- **STATED TASK**
Copy the listing below word for word, starting at the line that contains "where the hardwood" and continuing through the end of the listing.

** START OF INFORMATION SUPPLIED **

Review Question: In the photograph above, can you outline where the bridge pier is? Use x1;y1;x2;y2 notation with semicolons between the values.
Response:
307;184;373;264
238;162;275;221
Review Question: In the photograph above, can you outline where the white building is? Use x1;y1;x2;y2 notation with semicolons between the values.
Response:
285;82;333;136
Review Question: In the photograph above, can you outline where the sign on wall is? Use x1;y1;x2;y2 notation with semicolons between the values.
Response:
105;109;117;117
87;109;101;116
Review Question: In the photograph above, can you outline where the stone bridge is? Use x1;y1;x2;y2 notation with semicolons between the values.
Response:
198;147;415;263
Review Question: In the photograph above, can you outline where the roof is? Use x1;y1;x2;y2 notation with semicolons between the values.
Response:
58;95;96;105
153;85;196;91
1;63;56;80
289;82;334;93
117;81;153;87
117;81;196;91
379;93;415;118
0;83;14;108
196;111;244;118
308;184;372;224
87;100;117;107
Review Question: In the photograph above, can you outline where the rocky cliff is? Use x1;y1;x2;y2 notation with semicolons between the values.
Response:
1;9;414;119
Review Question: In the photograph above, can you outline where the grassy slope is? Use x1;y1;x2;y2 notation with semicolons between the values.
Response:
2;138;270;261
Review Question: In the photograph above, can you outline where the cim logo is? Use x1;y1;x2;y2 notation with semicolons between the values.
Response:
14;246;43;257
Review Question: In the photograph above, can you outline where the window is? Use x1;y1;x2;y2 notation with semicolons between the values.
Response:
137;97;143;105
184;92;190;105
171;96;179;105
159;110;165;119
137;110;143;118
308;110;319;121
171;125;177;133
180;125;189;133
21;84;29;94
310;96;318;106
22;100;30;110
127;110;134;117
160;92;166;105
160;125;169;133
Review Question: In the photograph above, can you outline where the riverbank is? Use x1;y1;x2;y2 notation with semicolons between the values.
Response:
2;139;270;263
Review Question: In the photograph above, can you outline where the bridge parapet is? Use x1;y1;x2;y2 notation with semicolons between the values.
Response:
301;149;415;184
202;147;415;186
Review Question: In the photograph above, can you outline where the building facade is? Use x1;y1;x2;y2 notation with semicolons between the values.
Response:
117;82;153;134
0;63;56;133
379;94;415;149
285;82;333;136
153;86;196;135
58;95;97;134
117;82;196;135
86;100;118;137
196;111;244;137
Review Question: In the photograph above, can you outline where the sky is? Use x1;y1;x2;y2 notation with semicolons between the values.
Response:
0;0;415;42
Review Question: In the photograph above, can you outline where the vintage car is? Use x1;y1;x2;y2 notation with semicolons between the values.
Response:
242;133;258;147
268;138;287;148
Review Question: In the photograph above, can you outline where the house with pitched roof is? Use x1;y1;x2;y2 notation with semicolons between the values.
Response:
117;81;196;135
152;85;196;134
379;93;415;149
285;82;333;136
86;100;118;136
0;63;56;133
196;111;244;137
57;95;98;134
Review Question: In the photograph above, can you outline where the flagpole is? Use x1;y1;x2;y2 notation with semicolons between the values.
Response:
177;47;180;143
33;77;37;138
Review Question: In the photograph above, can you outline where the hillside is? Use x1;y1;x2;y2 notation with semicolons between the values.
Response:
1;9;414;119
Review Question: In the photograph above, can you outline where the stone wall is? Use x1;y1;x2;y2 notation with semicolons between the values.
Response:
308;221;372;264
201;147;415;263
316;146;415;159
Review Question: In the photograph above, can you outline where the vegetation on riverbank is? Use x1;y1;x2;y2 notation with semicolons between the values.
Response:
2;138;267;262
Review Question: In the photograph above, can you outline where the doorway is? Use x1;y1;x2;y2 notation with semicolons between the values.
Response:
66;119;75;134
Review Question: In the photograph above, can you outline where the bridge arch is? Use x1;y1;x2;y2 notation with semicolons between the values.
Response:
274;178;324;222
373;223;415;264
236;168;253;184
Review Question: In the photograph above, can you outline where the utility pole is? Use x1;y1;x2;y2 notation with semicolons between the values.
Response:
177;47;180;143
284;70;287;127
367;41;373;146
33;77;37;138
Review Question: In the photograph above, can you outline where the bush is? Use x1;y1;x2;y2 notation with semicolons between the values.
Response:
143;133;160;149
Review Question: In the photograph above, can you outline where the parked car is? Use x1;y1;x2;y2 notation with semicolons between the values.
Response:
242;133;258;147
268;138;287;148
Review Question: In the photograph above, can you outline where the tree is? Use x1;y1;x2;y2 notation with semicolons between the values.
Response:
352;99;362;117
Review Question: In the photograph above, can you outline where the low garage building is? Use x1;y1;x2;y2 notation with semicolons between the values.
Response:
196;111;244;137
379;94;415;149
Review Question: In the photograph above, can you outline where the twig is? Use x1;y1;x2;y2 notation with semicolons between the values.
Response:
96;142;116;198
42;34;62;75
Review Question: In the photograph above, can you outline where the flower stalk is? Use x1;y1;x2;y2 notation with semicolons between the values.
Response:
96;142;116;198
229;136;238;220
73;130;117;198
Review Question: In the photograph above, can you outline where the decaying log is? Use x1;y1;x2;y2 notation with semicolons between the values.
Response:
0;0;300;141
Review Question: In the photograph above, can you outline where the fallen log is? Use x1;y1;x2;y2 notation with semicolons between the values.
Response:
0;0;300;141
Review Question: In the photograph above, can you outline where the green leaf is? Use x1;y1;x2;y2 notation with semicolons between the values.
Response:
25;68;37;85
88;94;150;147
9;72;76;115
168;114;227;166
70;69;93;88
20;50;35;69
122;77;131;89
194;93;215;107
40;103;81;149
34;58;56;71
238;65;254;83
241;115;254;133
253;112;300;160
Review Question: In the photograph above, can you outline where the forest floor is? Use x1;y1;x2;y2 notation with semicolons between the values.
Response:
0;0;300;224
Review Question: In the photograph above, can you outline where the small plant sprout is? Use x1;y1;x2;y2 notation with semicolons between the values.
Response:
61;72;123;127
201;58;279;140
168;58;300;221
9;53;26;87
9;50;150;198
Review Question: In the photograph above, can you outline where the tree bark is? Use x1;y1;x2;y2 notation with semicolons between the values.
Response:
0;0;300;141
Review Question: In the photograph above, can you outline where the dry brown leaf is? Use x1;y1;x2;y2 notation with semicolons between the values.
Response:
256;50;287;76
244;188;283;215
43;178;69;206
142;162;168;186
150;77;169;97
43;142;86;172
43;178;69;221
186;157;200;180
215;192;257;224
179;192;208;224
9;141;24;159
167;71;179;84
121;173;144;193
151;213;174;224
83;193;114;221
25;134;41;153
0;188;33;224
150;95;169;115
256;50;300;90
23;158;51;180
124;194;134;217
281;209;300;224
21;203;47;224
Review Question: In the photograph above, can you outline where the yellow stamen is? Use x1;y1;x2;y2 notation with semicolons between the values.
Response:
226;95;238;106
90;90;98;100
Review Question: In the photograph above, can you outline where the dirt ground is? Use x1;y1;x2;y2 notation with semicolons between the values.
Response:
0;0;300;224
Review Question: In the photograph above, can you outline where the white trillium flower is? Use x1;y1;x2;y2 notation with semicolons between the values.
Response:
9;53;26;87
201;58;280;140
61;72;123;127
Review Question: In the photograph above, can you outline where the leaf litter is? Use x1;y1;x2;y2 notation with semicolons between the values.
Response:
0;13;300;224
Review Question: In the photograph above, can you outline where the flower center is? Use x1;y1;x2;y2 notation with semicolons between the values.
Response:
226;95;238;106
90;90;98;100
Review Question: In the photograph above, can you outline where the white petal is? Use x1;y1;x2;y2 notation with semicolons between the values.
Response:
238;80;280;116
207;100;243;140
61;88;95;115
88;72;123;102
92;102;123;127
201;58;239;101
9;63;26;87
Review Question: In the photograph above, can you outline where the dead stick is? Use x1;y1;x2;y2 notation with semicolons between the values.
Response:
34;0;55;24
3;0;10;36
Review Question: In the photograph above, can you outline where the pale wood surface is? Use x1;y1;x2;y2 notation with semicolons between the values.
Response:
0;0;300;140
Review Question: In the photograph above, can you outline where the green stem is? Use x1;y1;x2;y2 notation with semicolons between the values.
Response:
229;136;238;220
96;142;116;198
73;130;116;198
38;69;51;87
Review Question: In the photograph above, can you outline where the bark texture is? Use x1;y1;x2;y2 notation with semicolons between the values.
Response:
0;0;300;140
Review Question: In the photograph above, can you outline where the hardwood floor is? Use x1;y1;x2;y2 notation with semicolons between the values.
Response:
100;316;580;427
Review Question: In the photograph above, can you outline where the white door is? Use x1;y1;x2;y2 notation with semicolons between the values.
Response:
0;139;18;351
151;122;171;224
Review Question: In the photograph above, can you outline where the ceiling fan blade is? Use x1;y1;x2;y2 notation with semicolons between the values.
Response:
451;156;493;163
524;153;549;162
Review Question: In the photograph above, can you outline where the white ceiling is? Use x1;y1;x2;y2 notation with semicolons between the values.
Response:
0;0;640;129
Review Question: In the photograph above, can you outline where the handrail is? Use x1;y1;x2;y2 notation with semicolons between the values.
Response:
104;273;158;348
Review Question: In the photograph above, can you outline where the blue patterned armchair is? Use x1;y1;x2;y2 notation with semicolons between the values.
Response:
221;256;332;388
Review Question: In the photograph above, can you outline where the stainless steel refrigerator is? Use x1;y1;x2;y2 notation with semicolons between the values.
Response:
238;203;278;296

** END OF INFORMATION SUPPLIED **

- **SOLVED PROBLEM**
Review Question: In the photograph above, can you outline where the hardwood floor is? Use x1;y1;x2;y2 notation with semicolons between the values.
Response:
100;316;580;427
Review Question: In the photograph above, can you outline where the white door is? Use x1;y1;x2;y2 notation with semicolons between the values.
Response:
0;139;18;351
151;122;171;224
Review Question: In the photograph above, can you outline where the ceiling fan blade is? Use x1;y1;x2;y2 notation with semicolons between the values.
Response:
451;156;493;163
524;153;549;162
Review Question: In the photograph above, can you outline where the white ceiling is? Use x1;y1;x2;y2 notation with semicolons between the values.
Response:
0;0;640;129
Review Question: In the photograph above, can you outline where the handrail is? Use x1;y1;x2;y2 notation with semicolons between the values.
Response:
104;273;158;348
Review Question: In the photograph above, can you outline where the blue patterned armchair is? Use x1;y1;x2;y2 notation with semicolons between the values.
Response:
221;256;332;388
Review Question: In the photograph above, can you outline where the stainless steel refrigerator is? Use x1;y1;x2;y2 notation with semicolons between the values.
Response:
238;203;278;296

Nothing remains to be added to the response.